::: Excerpted text :::
Maybe I just live on the planet, but I don’t have this problem with dB and to me, it sounds like you’re the alien. Maybe you could elaborate, or give a motivating example?

I just don’t remember encountering the problem you’re describing, and it’s unfamiliar to me. There’s something about your experience that I don’t understand, but I don’t know what it is.

viraptor a month ago | parent | next [-]

Moving from EE to audio to radio is enough to go through a few iterations of "people just write dB but mean completely different things". I got used to it, but that doesn't stop me from saying it's a bad idea and we should improve things for the next person.

klodolph a month ago | parent | next [-]

Audio, the only gotcha I’ve seen is that -10 is -10 dBu and +4 is +4 dBV. That one is sloppy.

But this comment doesn’t illustrate your point, and I still don’t really understand where you’re seeing this.

sanderjd a month ago | parent | prev [-]

Yeah exactly. Lots of people here can't seem to distinguish between "thing that I'm used to" and "thing that is good practice".

But these are totally different. I'm used to and thus comfortable with lots of things that are nonetheless terrible!
::: Given data :::
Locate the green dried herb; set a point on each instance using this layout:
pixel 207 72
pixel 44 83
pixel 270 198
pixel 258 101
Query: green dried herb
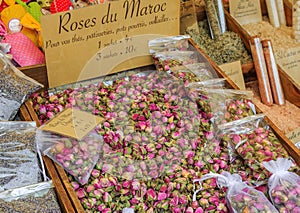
pixel 213 20
pixel 228 47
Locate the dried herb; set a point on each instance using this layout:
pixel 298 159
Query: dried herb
pixel 45 204
pixel 229 47
pixel 19 163
pixel 15 87
pixel 213 20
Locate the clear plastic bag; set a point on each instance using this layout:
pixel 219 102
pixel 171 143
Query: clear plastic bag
pixel 40 197
pixel 229 105
pixel 284 186
pixel 239 196
pixel 164 61
pixel 191 73
pixel 15 88
pixel 77 157
pixel 170 43
pixel 19 161
pixel 254 141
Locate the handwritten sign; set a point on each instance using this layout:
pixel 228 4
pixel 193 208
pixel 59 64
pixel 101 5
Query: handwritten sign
pixel 188 17
pixel 294 136
pixel 234 71
pixel 73 38
pixel 73 123
pixel 246 11
pixel 289 61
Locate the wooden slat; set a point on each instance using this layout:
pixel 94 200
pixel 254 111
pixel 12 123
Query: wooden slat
pixel 62 195
pixel 71 193
pixel 293 151
pixel 290 87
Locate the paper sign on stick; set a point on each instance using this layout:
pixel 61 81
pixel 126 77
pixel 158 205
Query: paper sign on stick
pixel 73 38
pixel 294 136
pixel 73 123
pixel 246 11
pixel 289 61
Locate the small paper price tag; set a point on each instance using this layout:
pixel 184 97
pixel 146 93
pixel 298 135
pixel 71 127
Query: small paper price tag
pixel 73 123
pixel 234 71
pixel 294 136
pixel 246 11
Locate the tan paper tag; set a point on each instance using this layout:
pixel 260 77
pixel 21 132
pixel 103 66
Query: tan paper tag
pixel 234 71
pixel 246 11
pixel 289 61
pixel 294 136
pixel 73 123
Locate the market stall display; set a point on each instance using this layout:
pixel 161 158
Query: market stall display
pixel 127 182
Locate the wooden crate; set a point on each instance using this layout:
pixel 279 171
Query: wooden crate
pixel 290 88
pixel 52 169
pixel 60 175
pixel 201 15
:::
Task list:
1. Retype the passage of the dB discussion starting at "I just don’t" and ending at "you’re seeing this.".
2. Continue the discussion about dB units from the point where it stops.
The listing is separate from the discussion about dB units.

Task-by-task outputs:
1.
I just don’t remember encountering the problem you’re describing, and it’s unfamiliar to me. There’s something about your experience that I don’t understand, but I don’t know what it is.

viraptor a month ago | parent | next [-]

Moving from EE to audio to radio is enough to go through a few iterations of "people just write dB but mean completely different things". I got used to it, but that doesn't stop me from saying it's a bad idea and we should improve things for the next person.

klodolph a month ago | parent | next [-]

Audio, the only gotcha I’ve seen is that -10 is -10 dBu and +4 is +4 dBV. That one is sloppy.

But this comment doesn’t illustrate your point, and I still don’t really understand where you’re seeing this.

2.
00N8 a month ago | parent | prev | next [-]

I often see pop sci articles saying something like '400 dB would represent a sound strong enough to tear the world apart', or 'military sonar is X dB -- strong enough to liquefy your organs at Y distance'. It's rarely clear to me which of these usages of 'dB' are directly comparable. I think the dB measurement for sonar is a different scale/unit than the one for hearing damage thresholds in air, but I couldn't figure out how to convert between the two last time I spent a few minutes trying to look it up, so in my opinion it can be fairly confusing.

sanderjd a month ago | parent | prev [-]

The explanation and motivating examples are in the article.

klodolph a month ago | parent [-]

The article only had bad examples in it, I was hoping for perspective from someone that made sense.

The voltage / power example doesn’t make sense. It’s always power or voltage squared, which are equivalent when the load is resistive.

sanderjd a month ago | parent [-]

The articles examples were fine. You (and lots of others here) are being obtuse.